> **WHAT THE EXERCISE ASKS**:
Rewrite the listing below with every "pixel coordinates" changed to "x, y coordinates" and nothing else altered.

> **RECORDS PROVIDED**:

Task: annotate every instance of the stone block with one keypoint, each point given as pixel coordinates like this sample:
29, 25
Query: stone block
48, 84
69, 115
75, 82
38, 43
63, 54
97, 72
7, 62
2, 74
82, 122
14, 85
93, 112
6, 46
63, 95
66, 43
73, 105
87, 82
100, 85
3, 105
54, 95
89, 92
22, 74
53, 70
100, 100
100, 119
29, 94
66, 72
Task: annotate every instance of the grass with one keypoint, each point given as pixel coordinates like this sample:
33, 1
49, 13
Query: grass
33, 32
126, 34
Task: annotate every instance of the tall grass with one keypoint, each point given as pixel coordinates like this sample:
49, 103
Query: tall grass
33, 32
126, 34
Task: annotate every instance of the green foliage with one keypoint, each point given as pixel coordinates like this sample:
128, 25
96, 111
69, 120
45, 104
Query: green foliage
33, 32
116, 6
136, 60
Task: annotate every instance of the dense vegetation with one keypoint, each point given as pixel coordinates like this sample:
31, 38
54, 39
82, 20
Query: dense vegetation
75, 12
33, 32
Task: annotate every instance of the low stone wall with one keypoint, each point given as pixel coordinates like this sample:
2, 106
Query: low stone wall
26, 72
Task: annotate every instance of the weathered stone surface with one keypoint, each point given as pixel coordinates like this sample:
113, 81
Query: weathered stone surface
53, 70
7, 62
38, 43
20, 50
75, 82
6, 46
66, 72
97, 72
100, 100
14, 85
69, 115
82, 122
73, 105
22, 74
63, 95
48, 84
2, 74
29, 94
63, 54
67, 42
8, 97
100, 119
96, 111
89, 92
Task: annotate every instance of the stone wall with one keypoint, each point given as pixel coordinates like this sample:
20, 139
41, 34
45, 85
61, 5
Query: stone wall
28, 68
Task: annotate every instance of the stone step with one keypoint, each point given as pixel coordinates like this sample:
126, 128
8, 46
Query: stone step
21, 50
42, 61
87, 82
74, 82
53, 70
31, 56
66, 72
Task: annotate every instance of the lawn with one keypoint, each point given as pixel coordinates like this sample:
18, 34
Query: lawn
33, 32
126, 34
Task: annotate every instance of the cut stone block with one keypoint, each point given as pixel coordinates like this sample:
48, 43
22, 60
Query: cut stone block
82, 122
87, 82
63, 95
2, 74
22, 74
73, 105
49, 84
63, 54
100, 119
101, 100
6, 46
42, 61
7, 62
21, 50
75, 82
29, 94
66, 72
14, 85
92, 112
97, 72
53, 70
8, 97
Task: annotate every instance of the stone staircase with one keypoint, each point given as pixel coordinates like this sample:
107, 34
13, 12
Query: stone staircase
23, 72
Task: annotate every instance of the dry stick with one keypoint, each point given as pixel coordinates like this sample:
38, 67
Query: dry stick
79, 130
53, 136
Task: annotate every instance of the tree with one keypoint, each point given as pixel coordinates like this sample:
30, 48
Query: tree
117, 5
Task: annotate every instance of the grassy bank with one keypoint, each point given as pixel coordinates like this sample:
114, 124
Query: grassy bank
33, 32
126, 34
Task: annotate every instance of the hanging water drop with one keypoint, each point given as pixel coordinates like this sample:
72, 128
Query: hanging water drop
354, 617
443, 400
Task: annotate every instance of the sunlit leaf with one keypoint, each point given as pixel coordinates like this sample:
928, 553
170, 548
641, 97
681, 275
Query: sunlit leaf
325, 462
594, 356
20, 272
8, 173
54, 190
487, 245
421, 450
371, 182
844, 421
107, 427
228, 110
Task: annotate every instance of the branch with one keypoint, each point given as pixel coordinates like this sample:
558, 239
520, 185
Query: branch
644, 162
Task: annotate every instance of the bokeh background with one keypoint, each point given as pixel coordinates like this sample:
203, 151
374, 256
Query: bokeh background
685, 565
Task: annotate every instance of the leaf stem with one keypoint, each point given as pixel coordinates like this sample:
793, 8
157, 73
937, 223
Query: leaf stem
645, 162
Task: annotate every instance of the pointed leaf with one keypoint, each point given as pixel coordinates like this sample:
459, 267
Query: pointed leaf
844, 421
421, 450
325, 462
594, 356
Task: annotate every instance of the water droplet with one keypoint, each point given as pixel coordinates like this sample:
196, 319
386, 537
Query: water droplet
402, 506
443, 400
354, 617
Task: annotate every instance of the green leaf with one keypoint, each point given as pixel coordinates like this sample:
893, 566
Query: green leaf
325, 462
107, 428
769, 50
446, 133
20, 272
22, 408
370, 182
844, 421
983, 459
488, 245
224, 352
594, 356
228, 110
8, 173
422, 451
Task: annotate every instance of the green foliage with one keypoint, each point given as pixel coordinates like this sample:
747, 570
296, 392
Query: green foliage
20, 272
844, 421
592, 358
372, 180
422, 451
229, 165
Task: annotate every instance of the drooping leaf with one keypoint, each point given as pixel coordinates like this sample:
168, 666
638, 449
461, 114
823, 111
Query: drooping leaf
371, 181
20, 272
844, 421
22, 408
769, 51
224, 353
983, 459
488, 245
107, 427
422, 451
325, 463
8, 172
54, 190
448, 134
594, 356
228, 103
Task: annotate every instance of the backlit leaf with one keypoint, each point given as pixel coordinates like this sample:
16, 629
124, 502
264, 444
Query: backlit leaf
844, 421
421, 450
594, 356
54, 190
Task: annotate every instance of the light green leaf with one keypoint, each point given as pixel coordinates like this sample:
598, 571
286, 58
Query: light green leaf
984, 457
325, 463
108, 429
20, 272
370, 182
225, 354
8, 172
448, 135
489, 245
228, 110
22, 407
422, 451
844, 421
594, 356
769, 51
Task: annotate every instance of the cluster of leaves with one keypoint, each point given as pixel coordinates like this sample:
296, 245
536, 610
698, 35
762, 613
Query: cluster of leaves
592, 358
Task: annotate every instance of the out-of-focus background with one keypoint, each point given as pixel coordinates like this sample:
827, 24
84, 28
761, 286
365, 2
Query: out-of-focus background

> **WRITTEN ANSWER**:
Task: annotate every instance of the stone block with one keypoint, each point given as x, y coordinates like this sample:
29, 25
Query: stone block
48, 84
69, 115
75, 82
38, 43
63, 54
97, 72
7, 62
2, 74
82, 122
14, 85
93, 112
6, 46
63, 95
66, 43
73, 105
87, 82
100, 85
3, 105
54, 95
89, 92
22, 74
53, 70
100, 100
100, 119
29, 94
66, 72
Task: annotate every instance of the grass with one keypoint, each point given as x, y coordinates like this sample:
33, 1
49, 13
Query: grass
33, 32
126, 34
Task: annotate every instance of the tall grass with one keypoint, each point given as x, y coordinates like this sample:
49, 103
Query: tall grass
33, 32
126, 34
Task: annotate every instance of the green foliage with one keypoint, each point given as x, y coordinates like this sample:
128, 25
96, 111
69, 120
45, 104
Query: green foliage
33, 32
116, 6
136, 60
Task: annotate every instance of the dense vegetation with one keypoint, each point given as x, y coordinates like this sample:
31, 38
54, 39
82, 20
Query: dense vegetation
75, 12
33, 32
Task: annotate every instance of the low stone wall with one keypoint, each point given as x, y coordinates like this sample:
2, 106
Query: low stone wall
26, 72
Task: annotate every instance of the weathered stone surface with one keypoint, each point given as x, y coordinates like this sample:
113, 81
Query: weathered stone surface
53, 70
7, 62
38, 43
20, 50
75, 82
6, 46
66, 72
97, 72
100, 100
14, 85
69, 115
82, 122
73, 105
22, 74
63, 95
48, 84
2, 74
29, 94
63, 54
67, 42
8, 97
100, 119
96, 111
89, 92
Task: annotate every instance of the stone wall with one keypoint, each point given as x, y coordinates like this sample:
20, 139
41, 34
45, 85
61, 5
Query: stone wall
28, 68
Task: annotate every instance of the stone step with one keypoint, each point given as x, y coordinates like this sample:
126, 128
8, 46
Query: stone step
21, 50
42, 61
87, 82
74, 82
53, 70
31, 56
66, 72
Task: annotate every instance of the lawn with one keypoint, each point given as x, y coordinates like this sample:
18, 34
Query: lawn
33, 32
126, 34
Task: annotate every instance of the cut stone block with one keypoint, each point given as x, y coordinates like this sample:
48, 43
22, 60
Query: cut stone block
82, 122
87, 82
63, 95
2, 74
22, 74
73, 105
49, 84
63, 54
100, 119
101, 100
6, 46
42, 61
7, 62
21, 50
75, 82
29, 94
66, 72
14, 85
92, 112
97, 72
53, 70
8, 97
Task: annotate every instance of the stone staircase with one keypoint, each point given as x, y coordinates like this sample:
107, 34
13, 12
Query: stone staircase
23, 72
Task: annotate every instance of the dry stick with one keypoint, each point given as x, y coordinates like this sample:
38, 67
Query: dry stick
79, 130
53, 136
Task: annotate every instance of the tree with one keypoint, each point given as x, y coordinates like this sample:
30, 48
Query: tree
117, 5
Task: annotate every instance of the grassy bank with one keypoint, each point given as x, y coordinates like this sample:
114, 124
Query: grassy bank
33, 32
126, 34
Task: annotate every instance of the hanging water drop with one keypoint, each point given as x, y coordinates like this sample:
72, 128
Query: hanging water drop
354, 617
443, 400
Task: annotate every instance of the sunlit leaf with one keypoint, each point given as x, y coordinates like this sample:
928, 553
170, 548
641, 97
681, 275
Query: sunlit leaf
325, 462
594, 356
20, 272
8, 173
54, 190
487, 245
421, 450
371, 182
844, 421
107, 427
228, 110
Task: annotate every instance of the branch with one keypoint, each point given as x, y coordinates like this sample:
558, 239
520, 185
Query: branch
644, 162
Task: annotate every instance of the bokeh background with one keypoint, each point given as x, y coordinates like this sample:
203, 151
374, 256
Query: bokeh background
685, 565
Task: annotate every instance of the leaf stem with one keypoint, each point given as x, y coordinates like this sample:
793, 8
157, 73
937, 223
Query: leaf stem
645, 162
Task: annotate every instance of the pointed leaf with one keypoint, each point given as x, y coordinates like this sample:
459, 267
Query: pointed leaf
844, 421
421, 450
325, 462
594, 356
Task: annotate every instance of the water droplet with one keypoint, each point given as x, y coordinates like this sample:
196, 319
386, 537
Query: water droplet
402, 506
443, 400
354, 617
Task: annotate every instance of the green leaf with one keypoint, each point given as x, y coordinates like this sample:
893, 566
Query: green leaf
325, 462
107, 428
769, 50
446, 133
20, 272
22, 408
370, 182
844, 421
983, 459
488, 245
224, 352
594, 356
228, 110
8, 173
422, 451
Task: annotate every instance of the green foliage with one keypoint, each point given as x, y coordinates like this sample:
747, 570
296, 392
Query: green foliage
20, 272
844, 421
592, 358
372, 180
422, 451
229, 165
Task: annotate every instance of the drooping leaf with one keypoint, each point given as x, y coordinates like this sample:
168, 666
638, 449
461, 114
823, 111
Query: drooping leaf
371, 181
20, 272
844, 421
22, 408
769, 51
224, 353
983, 459
488, 245
107, 427
422, 451
325, 463
8, 172
54, 190
448, 134
594, 356
228, 103
Task: annotate every instance of the backlit leaf with one keypoint, each point given as x, y coordinates like this sample:
16, 629
124, 502
264, 444
Query: backlit leaf
844, 421
421, 450
594, 356
54, 190
Task: annotate every instance of the light green leaf with one keypoint, each point given as x, y coordinates like this sample:
598, 571
286, 58
Query: light green leaf
984, 457
325, 463
108, 429
20, 272
370, 182
225, 354
8, 172
448, 135
489, 245
228, 110
22, 407
422, 451
844, 421
594, 356
769, 51
Task: annotate every instance of the cluster of leaves with one keypoint, each point given as x, y coordinates like this sample:
296, 245
536, 610
698, 35
762, 613
Query: cluster of leaves
592, 358
Task: annotate every instance of the out-of-focus background with one keypoint, each point given as x, y coordinates like this sample:
827, 24
84, 28
761, 286
365, 2
Query: out-of-focus background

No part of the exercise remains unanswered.